═════ EXTRACTED ENTRIES ═════

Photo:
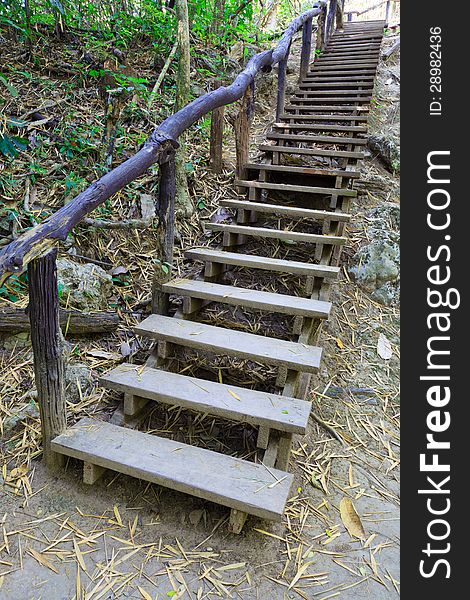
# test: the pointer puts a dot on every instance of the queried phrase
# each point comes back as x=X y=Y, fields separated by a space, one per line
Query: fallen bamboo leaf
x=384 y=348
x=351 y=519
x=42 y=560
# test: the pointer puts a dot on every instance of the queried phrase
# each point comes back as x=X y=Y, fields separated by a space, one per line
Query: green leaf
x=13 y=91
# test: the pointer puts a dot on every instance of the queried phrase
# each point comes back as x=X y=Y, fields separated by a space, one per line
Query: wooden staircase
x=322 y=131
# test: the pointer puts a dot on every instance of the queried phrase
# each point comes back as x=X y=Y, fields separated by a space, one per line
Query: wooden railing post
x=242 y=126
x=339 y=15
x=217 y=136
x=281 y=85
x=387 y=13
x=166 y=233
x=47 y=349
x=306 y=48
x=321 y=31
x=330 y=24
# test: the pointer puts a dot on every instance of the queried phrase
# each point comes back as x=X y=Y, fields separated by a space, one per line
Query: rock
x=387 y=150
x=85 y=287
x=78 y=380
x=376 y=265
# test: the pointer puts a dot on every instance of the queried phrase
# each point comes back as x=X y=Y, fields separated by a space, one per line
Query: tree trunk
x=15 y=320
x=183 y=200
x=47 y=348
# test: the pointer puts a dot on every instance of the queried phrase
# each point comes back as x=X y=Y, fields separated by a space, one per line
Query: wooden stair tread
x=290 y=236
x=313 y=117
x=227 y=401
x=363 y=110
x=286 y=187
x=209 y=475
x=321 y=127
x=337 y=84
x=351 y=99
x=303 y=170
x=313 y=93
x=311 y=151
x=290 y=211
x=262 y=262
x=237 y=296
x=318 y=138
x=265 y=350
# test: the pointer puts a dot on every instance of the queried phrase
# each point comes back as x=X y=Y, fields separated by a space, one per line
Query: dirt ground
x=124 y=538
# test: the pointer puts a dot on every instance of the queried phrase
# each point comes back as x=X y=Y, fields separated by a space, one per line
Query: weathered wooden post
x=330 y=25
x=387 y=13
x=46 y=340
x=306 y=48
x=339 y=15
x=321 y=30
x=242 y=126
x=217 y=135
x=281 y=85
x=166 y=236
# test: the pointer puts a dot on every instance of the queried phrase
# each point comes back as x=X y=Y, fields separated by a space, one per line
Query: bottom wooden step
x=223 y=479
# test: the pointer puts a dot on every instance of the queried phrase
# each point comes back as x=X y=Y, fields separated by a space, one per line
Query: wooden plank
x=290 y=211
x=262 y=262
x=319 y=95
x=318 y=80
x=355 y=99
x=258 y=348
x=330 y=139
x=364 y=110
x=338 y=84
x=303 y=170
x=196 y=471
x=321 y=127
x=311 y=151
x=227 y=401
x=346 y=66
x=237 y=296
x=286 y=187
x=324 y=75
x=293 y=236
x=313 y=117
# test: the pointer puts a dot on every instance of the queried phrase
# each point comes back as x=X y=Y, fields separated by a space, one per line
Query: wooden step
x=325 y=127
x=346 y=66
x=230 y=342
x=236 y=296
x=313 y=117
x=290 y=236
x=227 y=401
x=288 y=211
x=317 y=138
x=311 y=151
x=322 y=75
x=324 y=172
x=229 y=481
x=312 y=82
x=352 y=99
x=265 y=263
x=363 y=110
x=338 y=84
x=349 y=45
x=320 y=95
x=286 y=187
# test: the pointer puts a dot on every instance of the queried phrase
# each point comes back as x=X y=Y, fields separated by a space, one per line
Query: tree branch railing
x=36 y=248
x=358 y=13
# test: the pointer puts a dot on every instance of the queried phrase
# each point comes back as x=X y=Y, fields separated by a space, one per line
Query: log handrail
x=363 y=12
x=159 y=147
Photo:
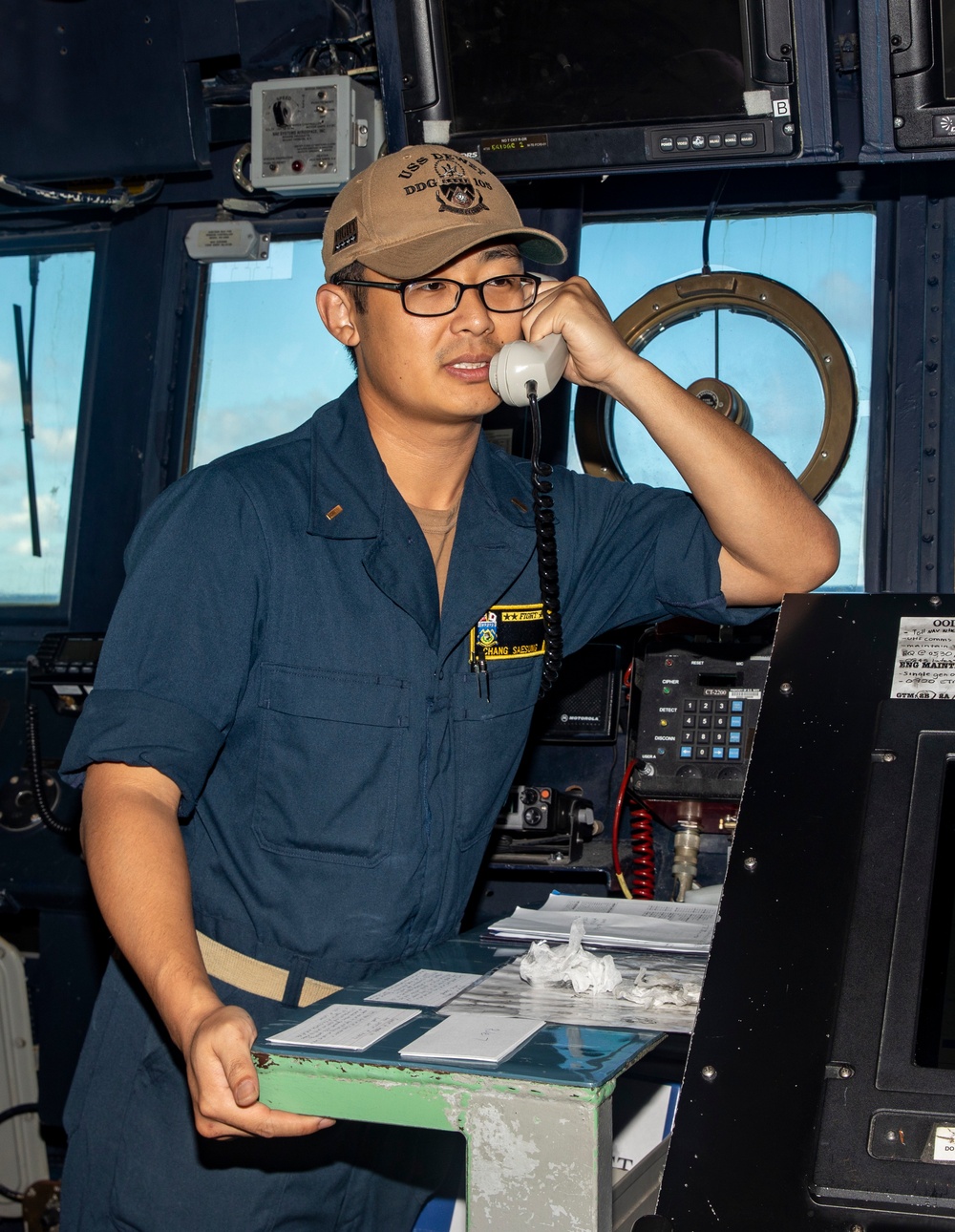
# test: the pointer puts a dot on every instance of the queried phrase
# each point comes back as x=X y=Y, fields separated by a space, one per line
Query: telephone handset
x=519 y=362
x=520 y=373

═════

▶ [WHAT TO WORK ON] Type the records out again in full, exactly, with each picture omitted.

▶ [RESPONSE]
Photo:
# test: the pointer puts a dot on every instance of the queried phrase
# each point comes back as x=X y=Y, fields separated by a space, one per line
Query: fallen bamboo leaf
x=384 y=348
x=351 y=519
x=42 y=560
# test: the pointer puts a dot on every instance of the queried phrase
# each point comes back as x=X y=Y, fields separated by a space, one per line
Query: green leaf
x=13 y=91
# test: the pointer puts a dot on every instance of the queried phrase
# each point comes back as x=X y=Y, fields separated by a space, one per line
Query: wooden staircase
x=322 y=131
# test: the pointer puts a dot on every instance of the queried phrase
# each point comes back as x=X y=Y, fields separated by a space, one per line
Query: wooden railing post
x=242 y=126
x=339 y=15
x=217 y=136
x=281 y=85
x=387 y=13
x=166 y=233
x=47 y=349
x=306 y=48
x=321 y=31
x=330 y=24
# test: the pointer puts a dot on every instance of the queried phrase
# each point comes back as x=X y=Y, fields separated by a space, one per line
Query: rock
x=387 y=150
x=85 y=287
x=78 y=380
x=376 y=265
# test: the pointer puts a dot on every instance of the queried phrase
# each point comes back as x=X y=Y, fields separated by a space, one per line
Query: tree trunk
x=15 y=320
x=183 y=200
x=47 y=348
# test: the pointer puts a dot on every instance of the queried phrase
# each point comes back as x=X y=Y, fields separated by a space, one per line
Query: wooden stair tread
x=290 y=236
x=313 y=117
x=227 y=401
x=363 y=110
x=286 y=187
x=209 y=475
x=321 y=127
x=337 y=84
x=351 y=99
x=303 y=170
x=313 y=93
x=311 y=151
x=290 y=211
x=262 y=262
x=237 y=296
x=318 y=138
x=265 y=350
# test: the pointer puts a dot on every instance of the queried phrase
# each point comes back as x=X y=Y, fields separated by a space, one per line
Query: dirt ground
x=124 y=538
# test: the pointer puts a dot on every instance of the queried phrase
# each point comes back as x=X y=Y, fields separated by a space, one per line
Query: weathered wooden post
x=330 y=25
x=387 y=13
x=46 y=340
x=306 y=48
x=339 y=15
x=321 y=30
x=242 y=126
x=217 y=135
x=281 y=85
x=166 y=236
# test: the pointer puts a dot on every instance of the queried phrase
# each point comes back as x=X y=Y, fields separated by a space, one per line
Query: bottom wooden step
x=223 y=479
# test: the pointer puts a dot on every instance of the queried phrase
# each point comes back as x=X y=Y, fields separated by a space, one per line
Query: wooden plank
x=290 y=211
x=262 y=262
x=319 y=95
x=318 y=80
x=355 y=99
x=258 y=348
x=330 y=139
x=364 y=110
x=338 y=84
x=303 y=170
x=196 y=471
x=321 y=127
x=311 y=151
x=227 y=401
x=346 y=66
x=237 y=296
x=286 y=187
x=324 y=75
x=293 y=236
x=313 y=117
# test: the pointer puts a dot on every instance of the queried phrase
# each point comes back as x=X y=Y, fields separated by a space, one per line
Query: wooden step
x=325 y=127
x=346 y=66
x=230 y=342
x=236 y=296
x=313 y=117
x=290 y=236
x=227 y=401
x=288 y=211
x=317 y=138
x=311 y=151
x=322 y=75
x=324 y=172
x=229 y=481
x=312 y=82
x=352 y=99
x=265 y=263
x=363 y=110
x=338 y=84
x=349 y=45
x=320 y=95
x=286 y=187
# test: the pointer puts a dot on every instance of the queried phrase
# each point comes back as x=X y=Y, fields separated by a space, one per line
Query: tree branch railing
x=36 y=248
x=358 y=13
# test: the pointer puts a dot on every instance of the queried phrase
# each point comes back as x=X y=Y, fields separated by a space, one per line
Query: log handrail
x=363 y=12
x=159 y=147
Photo:
# test: the pointer puts a dot on every instance of the queried phrase
# each point comes back as x=X y=Y, fields separated by a space, one per line
Query: telephone handset
x=519 y=362
x=520 y=373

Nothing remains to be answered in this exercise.